Extrait fourni:
++++++++

Alors que 2024 est une année d'élections, beaucoup d'observateurs ont alerté sur la menace "majeure" de l'IA comme arme de désinformation lors de campagnes électorales. Mais ces dernières semaines, plusieurs chercheurs ont appelé à nuancer les peurs autour de l'IA et souligné la nécessité de penser la désinformation comme un problème politique et non uniquement technologique.

2024, année de campagne électorale… et de nouvelles formes de désinformation ? Cette année, plus de quatre milliards d'électeurs seront appelés aux urnes pour cette année décrite par The Economist comme "la plus grosse année d'élections de l'histoire".

Mais de nombreux observateurs s'inquiètent des menaces qui planent sur l'intégrité de ces différents scrutins. En cause notamment : l'arrivée de nouveaux outils de génération de contenus par intelligence artificielle (IA), à même de provoquer la diffusion massive de fausses informations en tout genre, des deepfakes aux photos manipulées.

++++++++

Enregistrements fournis:

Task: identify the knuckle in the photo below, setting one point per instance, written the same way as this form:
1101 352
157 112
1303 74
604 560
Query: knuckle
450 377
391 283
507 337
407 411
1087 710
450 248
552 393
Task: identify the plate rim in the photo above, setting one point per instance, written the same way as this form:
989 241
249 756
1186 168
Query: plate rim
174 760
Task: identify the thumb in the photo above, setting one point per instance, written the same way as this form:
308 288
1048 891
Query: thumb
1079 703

++++++++

Consignes:
• 1. D'après l'extrait sur l'IA et la désinformation électorale, combien d'électeurs seront appelés aux urnes cette année ?
• 2. Poursuivez l'extrait sur l'IA et la désinformation électorale à la suite de sa dernière phrase.
Vous n'avez pas besoin des enregistrements.

Réponses dans l'ordre:
• 1. Plus de quatre milliards d'électeurs.

• 2.
"Les contenus synthétiques vont manipuler les individus"

Ces derniers mois, plusieurs de ces contenus ont été repérés lors de scrutins dans plusieurs pays. En Argentine, les deux candidats à l'élection présidentielle de novembre dernier Javier Milei et Sergio Massa, qui ont par ailleurs utilisé l'IA pour des spots et affiches de campagne, ont été tous deux victimes de deepfakes, raconte le Courrier International.

Une situation qui a poussé le New York Times à se demander si cette élection argentine n'avait pas été "la première élection générée par IA".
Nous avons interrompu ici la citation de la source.